-- RECORDED DATA follows --

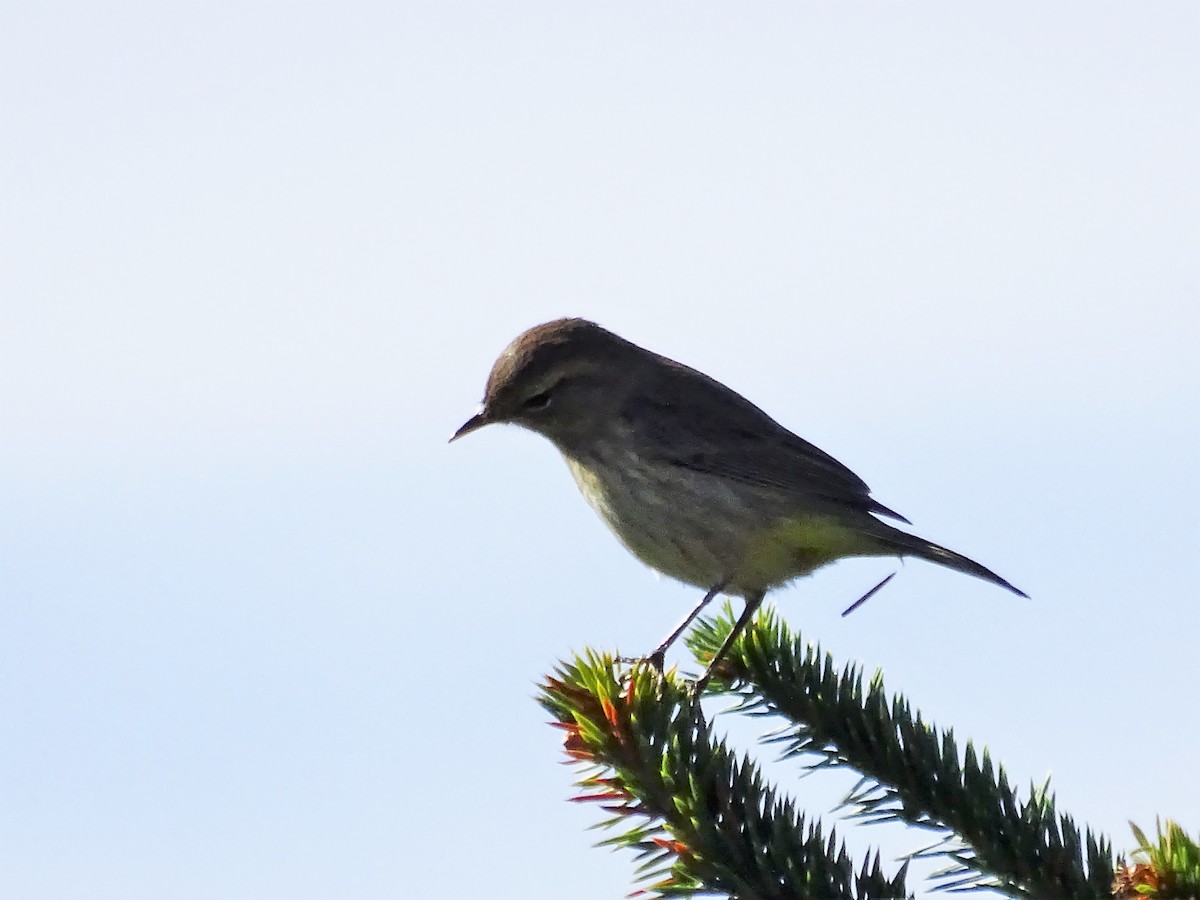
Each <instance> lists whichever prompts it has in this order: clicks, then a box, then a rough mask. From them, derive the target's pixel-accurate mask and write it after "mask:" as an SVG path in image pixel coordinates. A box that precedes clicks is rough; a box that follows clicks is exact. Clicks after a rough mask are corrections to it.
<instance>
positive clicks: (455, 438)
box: [450, 408, 492, 444]
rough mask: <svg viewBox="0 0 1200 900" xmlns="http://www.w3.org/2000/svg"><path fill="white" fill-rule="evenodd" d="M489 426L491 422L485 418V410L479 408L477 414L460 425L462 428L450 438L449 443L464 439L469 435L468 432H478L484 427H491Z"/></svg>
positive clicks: (484, 409) (452, 435)
mask: <svg viewBox="0 0 1200 900" xmlns="http://www.w3.org/2000/svg"><path fill="white" fill-rule="evenodd" d="M491 424H492V420H491V419H488V418H487V409H485V408H480V410H479V412H478V413H475V414H474V415H473V416H470V419H468V420H467V421H464V422H463V424H462V427H460V428H458V431H456V432H455V433H454V434H452V436H451V437H450V443H451V444H452V443H454V442H456V440H457V439H458V438H464V437H467V436H468V434H470V432H473V431H479V430H480V428H482V427H484V426H485V425H491Z"/></svg>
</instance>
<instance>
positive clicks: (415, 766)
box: [0, 0, 1200, 900]
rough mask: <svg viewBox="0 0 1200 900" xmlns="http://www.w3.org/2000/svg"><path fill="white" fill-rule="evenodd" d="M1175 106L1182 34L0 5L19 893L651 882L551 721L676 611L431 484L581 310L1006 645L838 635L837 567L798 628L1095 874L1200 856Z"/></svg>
mask: <svg viewBox="0 0 1200 900" xmlns="http://www.w3.org/2000/svg"><path fill="white" fill-rule="evenodd" d="M1198 103H1200V11H1198V8H1196V6H1195V5H1194V4H1190V2H1171V1H1169V0H1168V1H1164V2H1157V4H1151V5H1146V4H1117V2H1086V4H1085V2H1058V4H1050V5H1046V4H1033V2H1025V1H1024V0H1021V1H1019V2H1004V4H1000V2H976V4H944V2H907V4H876V2H871V4H865V2H850V4H836V5H835V4H824V2H794V4H787V5H784V4H737V5H733V4H714V2H689V4H653V5H644V4H622V2H612V4H554V2H506V4H479V2H461V4H432V2H406V4H395V2H389V4H376V2H362V4H353V5H349V6H347V5H342V4H340V5H334V4H300V5H296V4H283V2H269V1H266V0H250V1H248V2H238V4H230V2H204V4H197V2H167V4H163V2H155V4H151V2H127V1H126V0H115V1H114V2H110V4H103V5H94V4H60V2H38V4H34V2H10V4H6V5H5V6H4V7H2V10H0V110H2V121H4V126H2V128H0V198H2V202H0V247H2V250H0V307H2V318H0V323H2V325H0V419H2V422H4V432H5V440H4V442H2V450H0V492H2V497H0V527H2V532H0V727H2V731H4V738H2V739H0V895H2V896H13V898H18V896H19V898H24V899H25V900H50V899H54V900H71V899H83V898H86V899H88V900H104V899H107V898H114V899H115V898H121V899H122V900H138V899H140V898H146V899H149V898H180V899H188V898H196V899H200V898H214V896H221V898H227V899H229V900H239V899H242V898H244V899H246V900H250V899H251V898H296V899H298V900H300V899H310V898H311V899H313V900H316V899H325V898H329V899H332V898H340V899H341V898H361V899H379V900H394V899H400V900H404V899H408V898H428V896H445V898H457V896H462V898H468V896H470V898H475V896H487V898H496V899H498V900H506V899H508V898H517V896H520V898H522V900H530V899H533V900H536V899H538V898H546V899H547V900H548V899H551V898H554V899H557V898H560V896H563V895H564V892H569V893H570V895H571V896H574V898H581V900H600V899H601V898H613V896H623V895H624V894H625V893H628V892H629V890H630V889H631V880H632V871H634V866H632V860H631V859H630V857H629V854H622V853H613V852H610V851H607V850H596V848H593V846H592V845H593V844H594V841H596V840H599V839H600V838H601V836H602V835H601V834H598V833H596V832H589V830H587V828H588V826H590V824H592V823H594V822H595V821H598V818H599V811H598V810H594V809H589V808H583V806H580V805H576V804H570V803H568V802H566V799H568V798H569V797H570V796H571V794H572V791H571V787H570V785H571V770H570V769H569V768H566V767H564V766H560V764H559V762H560V761H562V758H563V757H562V751H560V736H559V734H558V733H557V732H556V731H554V730H552V728H548V727H546V725H545V720H546V719H547V715H546V713H545V712H544V710H541V709H540V708H539V707H538V704H536V702H535V700H534V697H535V692H536V688H535V685H536V683H538V680H539V679H540V678H541V677H542V676H544V674H545V673H547V672H548V671H550V670H551V667H552V666H553V665H554V662H556V660H558V659H562V658H564V656H568V655H569V654H571V653H572V652H577V650H582V649H583V648H586V647H594V648H599V649H611V650H618V649H619V650H620V652H623V653H626V654H638V653H644V652H647V650H649V649H650V648H652V647H653V646H654V644H655V643H656V642H658V641H659V640H660V638H661V636H662V635H664V634H665V632H666V631H667V630H670V628H671V626H672V625H673V624H674V623H676V622H677V620H678V619H679V617H680V616H682V614H683V613H684V612H685V611H686V610H688V608H690V606H691V605H692V604H694V602H695V601H696V600H697V599H698V598H697V595H696V590H695V589H691V588H686V587H683V586H679V584H676V583H672V582H670V581H667V580H665V578H659V577H656V576H654V575H653V574H652V572H649V571H648V570H646V569H644V568H643V566H641V564H640V563H637V562H636V560H634V559H632V558H631V557H629V556H628V554H626V553H625V552H624V551H623V550H622V548H620V546H619V545H618V544H617V542H616V541H614V540H612V539H611V538H610V536H608V534H607V533H606V532H605V530H604V528H602V526H601V524H600V522H599V520H596V518H595V516H594V515H593V514H592V511H590V510H589V509H588V508H587V506H586V504H584V503H583V502H582V500H581V498H580V497H578V494H577V492H576V490H575V487H574V485H572V484H571V480H570V478H569V474H568V472H566V469H565V467H564V466H563V464H562V462H560V461H559V460H558V458H557V455H556V451H554V450H553V449H552V448H551V446H550V445H548V444H546V443H545V442H542V440H541V439H539V438H536V437H535V436H533V434H529V433H526V432H521V431H518V430H516V428H490V430H485V431H484V432H480V433H478V434H474V436H472V437H470V438H469V439H468V440H463V442H461V443H456V444H455V445H452V446H448V445H446V438H448V437H449V436H450V433H451V432H452V431H454V428H455V427H456V426H457V425H460V424H461V422H462V420H464V419H466V418H467V416H468V415H470V414H472V412H474V408H475V406H476V403H478V401H479V398H480V396H481V392H482V384H484V379H485V377H486V374H487V371H488V368H490V366H491V362H492V360H493V359H494V358H496V355H497V354H498V353H499V352H500V349H502V348H503V347H504V346H505V344H506V343H508V342H509V340H511V338H512V337H514V336H515V335H516V334H518V332H520V331H521V330H523V329H526V328H528V326H530V325H533V324H536V323H539V322H542V320H546V319H550V318H556V317H559V316H565V314H578V316H586V317H589V318H593V319H595V320H598V322H600V323H601V324H604V325H606V326H607V328H611V329H613V330H616V331H617V332H619V334H622V335H623V336H625V337H628V338H630V340H632V341H636V342H638V343H641V344H643V346H647V347H650V348H653V349H655V350H658V352H660V353H665V354H667V355H670V356H672V358H674V359H679V360H682V361H684V362H686V364H689V365H692V366H695V367H697V368H701V370H703V371H706V372H708V373H710V374H712V376H714V377H716V378H719V379H720V380H722V382H725V383H726V384H728V385H731V386H733V388H734V389H736V390H738V391H740V392H742V394H744V395H746V396H748V397H750V398H751V400H752V401H754V402H755V403H757V404H758V406H761V407H763V408H764V409H766V410H767V412H768V413H770V414H772V415H773V416H774V418H776V419H778V420H779V421H781V422H784V424H785V425H787V426H788V427H791V428H793V430H794V431H797V432H798V433H800V434H802V436H804V437H805V438H808V439H809V440H812V442H814V443H816V444H817V445H818V446H821V448H822V449H824V450H827V451H828V452H830V454H833V455H834V456H836V457H838V458H839V460H841V461H842V462H845V463H846V464H848V466H850V467H851V468H853V469H854V470H856V472H857V473H858V474H860V475H862V476H863V478H864V479H865V480H866V481H868V482H869V484H870V485H871V487H872V488H874V492H875V496H876V497H877V498H878V499H880V500H881V502H882V503H884V504H886V505H888V506H892V508H893V509H896V510H899V511H900V512H902V514H905V515H906V516H907V517H908V518H911V520H912V521H913V523H914V524H913V527H914V529H916V530H917V533H919V534H922V535H923V536H926V538H930V539H932V540H936V541H938V542H942V544H946V545H948V546H950V547H953V548H955V550H959V551H961V552H965V553H967V554H970V556H972V557H974V558H977V559H979V560H980V562H982V563H984V564H985V565H988V566H990V568H994V569H995V570H996V571H998V572H1000V574H1001V575H1003V576H1004V577H1007V578H1009V580H1010V581H1012V582H1013V583H1015V584H1016V586H1019V587H1020V588H1022V589H1024V590H1026V592H1027V593H1028V594H1030V595H1031V598H1032V599H1031V600H1028V601H1025V600H1020V599H1018V598H1014V596H1012V595H1009V594H1008V593H1006V592H1003V590H998V589H996V588H995V587H992V586H989V584H986V583H983V582H978V581H976V580H972V578H967V577H964V576H961V575H959V574H955V572H950V571H947V570H942V569H938V568H936V566H932V565H928V564H924V563H920V562H910V563H907V564H905V565H904V566H902V568H900V575H899V576H898V577H896V578H895V580H894V581H893V583H892V584H889V586H888V588H887V589H886V592H882V593H881V594H880V595H877V596H876V598H874V599H872V600H871V601H870V602H869V604H868V605H865V606H864V607H863V608H862V610H859V611H858V612H856V613H854V614H853V616H851V617H848V618H845V619H844V618H841V617H840V614H839V613H840V612H841V610H842V608H845V606H847V605H848V604H850V602H851V601H852V600H853V599H856V598H857V596H858V595H859V594H862V593H863V592H864V590H865V589H866V588H869V587H870V586H871V584H874V583H875V581H877V580H878V578H880V577H882V575H886V574H887V572H888V571H892V570H894V569H895V568H896V566H895V564H894V563H889V562H887V560H848V562H845V563H840V564H836V565H834V566H830V568H828V569H824V570H821V571H820V572H817V574H816V575H814V576H812V577H810V578H805V580H803V581H802V582H799V583H797V584H794V586H793V587H790V588H787V589H785V590H780V592H778V593H776V594H773V595H772V601H773V602H774V604H776V605H778V608H779V610H780V611H781V613H782V614H784V616H785V618H786V619H787V620H788V622H790V624H792V625H793V626H794V628H797V629H799V630H800V631H802V632H803V634H804V635H806V636H808V637H810V638H814V640H817V641H820V642H821V644H822V646H823V647H824V648H826V649H827V650H829V652H830V653H833V654H834V656H835V659H836V660H838V661H839V662H848V661H857V662H859V664H862V665H863V666H864V667H865V668H866V671H868V672H871V671H874V670H875V668H882V671H883V672H884V676H886V679H887V684H888V686H889V688H890V689H892V690H898V691H902V692H904V694H906V695H907V696H908V698H910V700H911V701H912V702H913V704H914V707H917V708H919V709H920V710H922V712H923V714H924V715H925V716H926V719H932V720H934V721H935V722H937V724H938V725H943V726H953V727H954V730H955V734H956V736H958V737H959V738H960V739H965V738H972V739H974V740H976V742H977V744H984V745H986V746H988V748H989V749H990V751H991V752H992V755H994V757H995V758H997V760H998V761H1001V762H1003V763H1004V766H1006V767H1007V768H1008V772H1009V774H1010V776H1012V779H1013V780H1014V781H1015V782H1016V784H1020V785H1028V784H1030V782H1031V781H1034V782H1038V784H1040V782H1042V781H1043V780H1044V779H1045V778H1046V776H1048V775H1049V776H1050V778H1051V782H1050V784H1051V788H1052V790H1055V791H1056V793H1057V798H1058V804H1060V808H1061V810H1062V811H1066V812H1069V814H1072V815H1073V816H1075V817H1076V820H1079V821H1081V822H1084V823H1087V824H1091V826H1092V827H1094V828H1097V829H1099V830H1100V832H1103V833H1106V834H1109V835H1111V836H1112V838H1114V840H1115V842H1116V845H1117V847H1118V848H1128V847H1129V846H1130V845H1132V844H1133V840H1132V835H1130V834H1129V830H1128V824H1127V822H1128V821H1129V820H1133V821H1135V822H1138V823H1140V824H1142V827H1152V824H1153V820H1154V816H1157V815H1160V816H1164V817H1174V818H1176V820H1177V821H1180V822H1181V823H1182V824H1183V826H1184V828H1187V829H1188V830H1189V832H1190V833H1192V834H1193V835H1195V834H1198V833H1200V784H1198V781H1196V779H1195V778H1193V769H1194V768H1195V767H1194V763H1195V746H1196V745H1198V743H1200V725H1198V721H1196V718H1195V715H1193V714H1192V706H1193V701H1194V689H1195V684H1196V683H1198V679H1200V656H1198V654H1196V652H1195V648H1196V646H1198V644H1200V617H1198V616H1196V614H1195V611H1194V606H1195V587H1194V584H1195V560H1196V556H1195V550H1196V545H1198V539H1200V528H1198V526H1196V520H1195V510H1196V509H1198V508H1200V487H1198V479H1196V476H1195V448H1196V444H1198V439H1200V430H1198V425H1196V418H1195V409H1196V396H1198V389H1200V366H1198V364H1196V359H1195V346H1196V337H1198V334H1200V329H1198V313H1196V304H1195V298H1196V295H1198V288H1200V266H1198V264H1196V241H1198V238H1200V212H1198V210H1200V167H1198V166H1196V160H1198V158H1200V157H1198V152H1200V127H1198V121H1196V109H1198V108H1200V106H1198ZM674 659H676V661H684V660H683V658H682V656H678V655H677V656H674ZM719 708H720V707H719V706H718V707H716V709H719ZM732 719H733V718H732V716H719V718H718V722H719V724H720V726H721V727H725V728H728V730H730V732H731V734H732V736H733V739H736V740H738V742H739V744H740V745H743V746H744V748H745V750H746V751H749V752H752V754H755V755H756V756H758V757H762V758H766V760H768V761H769V760H772V758H773V752H774V751H772V750H770V749H760V748H757V746H756V745H755V737H756V734H757V732H756V731H755V730H754V728H755V726H754V724H751V725H749V726H748V725H746V724H744V722H739V721H736V720H733V721H731V720H732ZM768 764H769V767H770V768H769V770H770V773H772V775H773V778H775V779H776V780H778V781H779V782H780V784H781V785H782V786H784V787H785V788H786V790H787V791H788V792H790V793H791V794H792V796H793V797H796V798H797V799H798V800H799V803H800V805H802V806H803V808H804V809H806V810H808V811H809V812H810V814H812V815H817V816H820V817H822V818H823V820H824V821H826V823H827V824H839V830H844V828H842V826H845V829H846V836H847V840H848V842H850V846H851V848H852V850H853V851H854V852H856V853H860V852H862V851H864V850H865V848H866V847H870V846H881V847H882V848H883V851H884V860H886V863H887V862H888V860H892V859H895V858H896V857H898V856H900V854H901V853H904V852H906V851H911V850H914V848H917V847H919V846H923V845H924V844H928V842H929V838H928V836H926V835H924V834H910V833H906V832H904V829H887V828H865V829H864V828H853V827H850V826H848V824H847V823H840V820H839V818H838V816H836V814H832V812H830V809H832V808H833V806H834V804H835V803H836V800H838V799H839V798H840V796H841V792H842V791H844V790H846V788H847V787H848V786H850V785H851V784H852V782H853V779H847V780H844V781H838V780H836V779H832V780H824V779H821V778H817V776H814V778H809V779H804V780H800V779H799V778H798V775H799V769H798V767H797V766H796V764H794V763H782V764H776V763H774V762H770V763H768ZM893 865H894V864H893ZM913 871H914V872H918V874H919V872H928V871H929V868H920V866H916V868H914V869H913ZM913 887H914V888H916V889H917V890H918V894H919V895H924V894H925V887H924V886H923V884H922V882H920V881H919V878H913Z"/></svg>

-- RECORDED DATA concluded --

▸ **ASSIGNED TASK**: Leave the pictures out and output exactly the lines above, from the start of the listing through the line with "box: [450, 408, 492, 444]".

▸ **RESULT FOR THIS TASK**:
Each <instance> lists whichever prompts it has in this order: clicks, then a box, then a rough mask. From them, derive the target's pixel-accurate mask and write it after "mask:" as an SVG path in image pixel coordinates. A box that precedes clicks is rough; a box that follows clicks is exact. Clicks after a rough mask are corrections to it.
<instance>
positive clicks: (455, 438)
box: [450, 408, 492, 444]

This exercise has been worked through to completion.